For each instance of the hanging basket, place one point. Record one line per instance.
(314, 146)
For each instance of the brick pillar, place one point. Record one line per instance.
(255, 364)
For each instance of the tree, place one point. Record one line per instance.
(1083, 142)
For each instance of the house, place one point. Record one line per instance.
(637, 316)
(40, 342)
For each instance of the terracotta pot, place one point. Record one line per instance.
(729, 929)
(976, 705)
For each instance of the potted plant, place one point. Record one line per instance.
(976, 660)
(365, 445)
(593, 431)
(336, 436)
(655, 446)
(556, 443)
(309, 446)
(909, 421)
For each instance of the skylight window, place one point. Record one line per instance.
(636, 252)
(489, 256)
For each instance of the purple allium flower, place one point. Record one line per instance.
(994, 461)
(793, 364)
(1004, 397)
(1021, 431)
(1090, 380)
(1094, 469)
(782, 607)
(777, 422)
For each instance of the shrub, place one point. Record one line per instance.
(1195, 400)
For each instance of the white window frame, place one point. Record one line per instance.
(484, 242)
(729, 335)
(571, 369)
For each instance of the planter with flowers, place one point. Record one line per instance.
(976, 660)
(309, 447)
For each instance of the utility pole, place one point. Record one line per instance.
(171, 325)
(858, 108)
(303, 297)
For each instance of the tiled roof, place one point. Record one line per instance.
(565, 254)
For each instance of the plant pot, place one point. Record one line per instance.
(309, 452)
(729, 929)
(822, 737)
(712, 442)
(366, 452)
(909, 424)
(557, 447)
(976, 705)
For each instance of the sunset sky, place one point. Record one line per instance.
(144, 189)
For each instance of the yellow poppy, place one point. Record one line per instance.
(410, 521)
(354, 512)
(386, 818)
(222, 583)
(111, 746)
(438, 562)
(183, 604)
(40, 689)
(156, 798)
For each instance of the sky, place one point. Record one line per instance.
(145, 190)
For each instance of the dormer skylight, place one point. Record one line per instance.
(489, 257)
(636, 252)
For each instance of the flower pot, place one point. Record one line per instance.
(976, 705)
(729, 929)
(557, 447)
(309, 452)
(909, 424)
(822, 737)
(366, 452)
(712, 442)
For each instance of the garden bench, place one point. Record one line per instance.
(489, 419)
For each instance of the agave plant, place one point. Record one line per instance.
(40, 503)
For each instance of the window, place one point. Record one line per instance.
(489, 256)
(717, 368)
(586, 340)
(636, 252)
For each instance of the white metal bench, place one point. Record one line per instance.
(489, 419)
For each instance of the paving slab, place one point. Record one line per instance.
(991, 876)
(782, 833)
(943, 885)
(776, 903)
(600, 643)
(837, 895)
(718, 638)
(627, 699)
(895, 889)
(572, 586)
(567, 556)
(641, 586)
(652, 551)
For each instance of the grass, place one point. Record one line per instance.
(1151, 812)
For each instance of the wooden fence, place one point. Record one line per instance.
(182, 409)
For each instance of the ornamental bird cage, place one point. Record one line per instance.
◇ ◇ ◇ ◇ ◇ ◇ ◇
● **Set exercise**
Reproduce verbatim the part of the rows above that opens with the line containing "For each instance of the window, place" and closes with the final line of the rows, including both of those lines.

● **Exercise response**
For each instance of the window, place one point. Record one line per instance.
(489, 256)
(717, 368)
(586, 340)
(636, 252)
For each instance of the white metal bench, place one point. Record one line per instance.
(489, 419)
For each instance of the paving slab, place one point. Record one line per instance.
(991, 876)
(782, 833)
(943, 885)
(776, 903)
(600, 643)
(837, 895)
(718, 638)
(627, 699)
(895, 889)
(572, 586)
(567, 556)
(641, 586)
(652, 551)
For each instance of the grass, place one point. Record one line per instance.
(1151, 812)
For each instance of the wooden fence, place one point. Record one line per instance.
(182, 409)
For each instance of the ornamental bird cage, place one point. Record one line per instance.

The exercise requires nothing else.